Liquidity is not an issue for most of the applications I hear planed using
OpenTransact as they typically operate with 100% reserves.

I am very particular personally to the Narrow Banking
<http://en.wikipedia.org/wiki/Narrow_banking> ideas as a replacement for the
traditional monolithic multipurpose banks, where again this would not be an
issue.

Taking a hypothetical narrow banking world to it's extreme using OpenTransact
a typical everyday bank consumer needs could be split by functionality into 5
different narrow companies with each their function:

* A financial supermarket end that only resells financial services to replace the traditional bank branch * A narrow banking cash account structured as a cash mutual fund. 0% interest, 100% reserve. * A money market mutual fund for savings * A card issuer linked to your cash account offering a visa debit card service * One or more exchanges for transferring funds between banks instead of ACH

I am not even mentioning credit here, but credit and insurance can all be
offered by different institutions like <http://prosper.com> again using the
Narrow banking model.

◆ ◆ ◆ ◆ ◆

▶ Written exercise 1
Answer these from the post on narrow banking:
(a) What reserve level do most planned OpenTransact applications typically operate with?
(b) Into how many narrow companies could a typical consumer's banking needs be split?
(c) Which website is given as an example of an institution that could offer credit under the narrow banking model?
▶ Written exercise 2
List each of the narrow companies that the post on narrow banking says could split up a typical consumer's banking needs.

◆ ◆ ◆ ◆ ◆

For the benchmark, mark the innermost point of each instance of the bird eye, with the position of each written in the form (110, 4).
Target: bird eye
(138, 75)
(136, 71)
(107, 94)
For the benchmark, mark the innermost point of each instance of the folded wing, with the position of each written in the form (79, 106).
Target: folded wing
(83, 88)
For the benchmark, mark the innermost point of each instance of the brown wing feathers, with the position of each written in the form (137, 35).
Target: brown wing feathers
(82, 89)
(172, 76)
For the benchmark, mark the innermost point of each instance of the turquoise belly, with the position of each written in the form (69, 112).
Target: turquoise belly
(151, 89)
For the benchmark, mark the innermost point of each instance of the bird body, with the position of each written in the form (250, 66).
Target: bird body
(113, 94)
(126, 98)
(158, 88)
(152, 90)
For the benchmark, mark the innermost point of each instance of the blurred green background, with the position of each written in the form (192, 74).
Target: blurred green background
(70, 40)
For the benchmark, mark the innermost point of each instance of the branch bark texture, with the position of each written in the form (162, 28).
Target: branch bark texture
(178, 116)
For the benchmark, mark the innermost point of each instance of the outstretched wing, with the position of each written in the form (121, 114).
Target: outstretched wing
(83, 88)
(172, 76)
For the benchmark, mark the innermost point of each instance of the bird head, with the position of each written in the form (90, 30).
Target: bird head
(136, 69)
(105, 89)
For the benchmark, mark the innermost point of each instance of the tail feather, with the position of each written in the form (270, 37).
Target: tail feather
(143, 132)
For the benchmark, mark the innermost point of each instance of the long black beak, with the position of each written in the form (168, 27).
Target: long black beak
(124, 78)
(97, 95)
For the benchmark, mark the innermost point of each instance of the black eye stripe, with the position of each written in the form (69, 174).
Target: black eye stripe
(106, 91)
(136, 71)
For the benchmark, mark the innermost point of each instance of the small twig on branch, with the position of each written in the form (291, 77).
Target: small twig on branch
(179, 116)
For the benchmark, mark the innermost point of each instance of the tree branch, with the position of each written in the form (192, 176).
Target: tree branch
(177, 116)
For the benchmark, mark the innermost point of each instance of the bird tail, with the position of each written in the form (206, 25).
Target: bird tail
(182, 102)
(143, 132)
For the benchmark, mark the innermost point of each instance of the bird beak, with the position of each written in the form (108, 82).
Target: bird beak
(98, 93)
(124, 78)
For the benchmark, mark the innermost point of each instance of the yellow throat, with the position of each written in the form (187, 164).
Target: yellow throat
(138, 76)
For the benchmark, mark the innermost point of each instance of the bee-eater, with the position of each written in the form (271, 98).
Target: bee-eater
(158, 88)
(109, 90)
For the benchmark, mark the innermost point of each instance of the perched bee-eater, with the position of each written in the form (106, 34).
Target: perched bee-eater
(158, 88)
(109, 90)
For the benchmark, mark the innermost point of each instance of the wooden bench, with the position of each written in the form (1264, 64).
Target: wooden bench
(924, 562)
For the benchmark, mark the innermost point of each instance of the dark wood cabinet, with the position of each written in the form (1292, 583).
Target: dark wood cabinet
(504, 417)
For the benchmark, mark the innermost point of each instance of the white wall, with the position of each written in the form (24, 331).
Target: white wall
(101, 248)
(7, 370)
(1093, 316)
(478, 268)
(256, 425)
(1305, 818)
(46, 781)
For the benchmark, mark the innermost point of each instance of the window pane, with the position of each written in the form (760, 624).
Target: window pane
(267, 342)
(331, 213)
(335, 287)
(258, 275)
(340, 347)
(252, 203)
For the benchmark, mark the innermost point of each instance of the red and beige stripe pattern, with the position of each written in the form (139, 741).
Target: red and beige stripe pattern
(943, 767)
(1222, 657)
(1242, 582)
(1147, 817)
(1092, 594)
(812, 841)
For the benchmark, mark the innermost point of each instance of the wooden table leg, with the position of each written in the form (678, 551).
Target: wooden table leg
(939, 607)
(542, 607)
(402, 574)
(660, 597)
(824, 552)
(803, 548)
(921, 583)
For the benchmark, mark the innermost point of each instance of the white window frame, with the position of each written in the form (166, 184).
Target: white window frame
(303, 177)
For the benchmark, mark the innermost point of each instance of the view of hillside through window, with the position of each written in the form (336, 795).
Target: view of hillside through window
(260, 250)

◆ ◆ ◆ ◆ ◆

▶ Exercise answer 1
(a) 100% reserves
(b) 5
(c) prosper.com

▶ Exercise answer 2
- A financial supermarket that only resells financial services, replacing the traditional bank branch
- A narrow banking cash account structured as a cash mutual fund (0% interest, 100% reserve)
- A money market mutual fund for savings
- A card issuer linked to the cash account, offering a Visa debit card service
- One or more exchanges for transferring funds between banks instead of ACH